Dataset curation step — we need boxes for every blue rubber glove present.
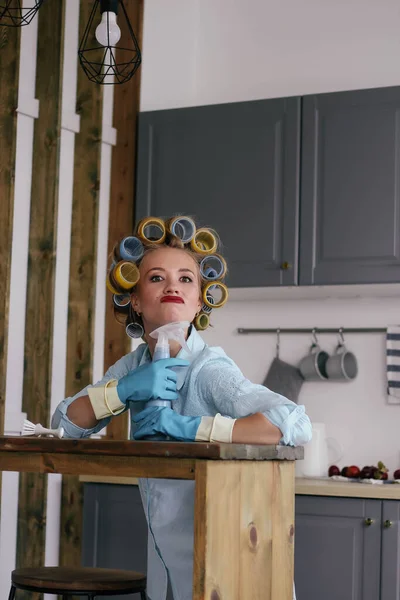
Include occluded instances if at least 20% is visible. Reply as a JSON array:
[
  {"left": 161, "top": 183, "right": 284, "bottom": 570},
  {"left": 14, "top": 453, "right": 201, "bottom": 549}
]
[
  {"left": 117, "top": 358, "right": 190, "bottom": 404},
  {"left": 133, "top": 406, "right": 201, "bottom": 442}
]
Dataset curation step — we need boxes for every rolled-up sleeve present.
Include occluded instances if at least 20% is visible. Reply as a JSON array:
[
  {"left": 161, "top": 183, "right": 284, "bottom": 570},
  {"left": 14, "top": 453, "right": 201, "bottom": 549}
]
[
  {"left": 51, "top": 387, "right": 111, "bottom": 439},
  {"left": 51, "top": 355, "right": 132, "bottom": 438},
  {"left": 198, "top": 357, "right": 312, "bottom": 446}
]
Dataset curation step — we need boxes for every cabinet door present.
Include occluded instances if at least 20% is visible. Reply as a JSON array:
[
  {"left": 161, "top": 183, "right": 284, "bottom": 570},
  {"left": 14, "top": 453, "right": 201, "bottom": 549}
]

◇ ◇ ◇ ◇ ◇

● **The exercise**: Output the stretch from the line containing "Dataset curation step — we need boxes for every rolled-up" through the end of the records as a Markdown table with the columns Number and Text. Put each line's row number under Number and the line itself under Text, and skip blank lines.

● **Answer to the task**:
| Number | Text |
|---|---|
| 1 | Dataset curation step — we need boxes for every rolled-up sleeve present. |
| 2 | Include occluded instances if at least 20% is visible. Reply as a JSON array: |
| 3 | [ |
| 4 |   {"left": 161, "top": 183, "right": 284, "bottom": 570}, |
| 5 |   {"left": 14, "top": 453, "right": 201, "bottom": 549} |
| 6 | ] |
| 7 | [ |
| 8 |   {"left": 51, "top": 387, "right": 111, "bottom": 439}, |
| 9 |   {"left": 51, "top": 355, "right": 132, "bottom": 438}, |
| 10 |   {"left": 198, "top": 357, "right": 312, "bottom": 446} |
| 11 | ] |
| 12 | Dataset curation step — we need boxes for every cabinet door present. |
| 13 | Include occluded instances if at least 20% is visible. Reply as a JSON array: |
| 14 | [ |
| 15 |   {"left": 161, "top": 183, "right": 284, "bottom": 570}, |
| 16 |   {"left": 14, "top": 453, "right": 201, "bottom": 549} |
| 17 | ] |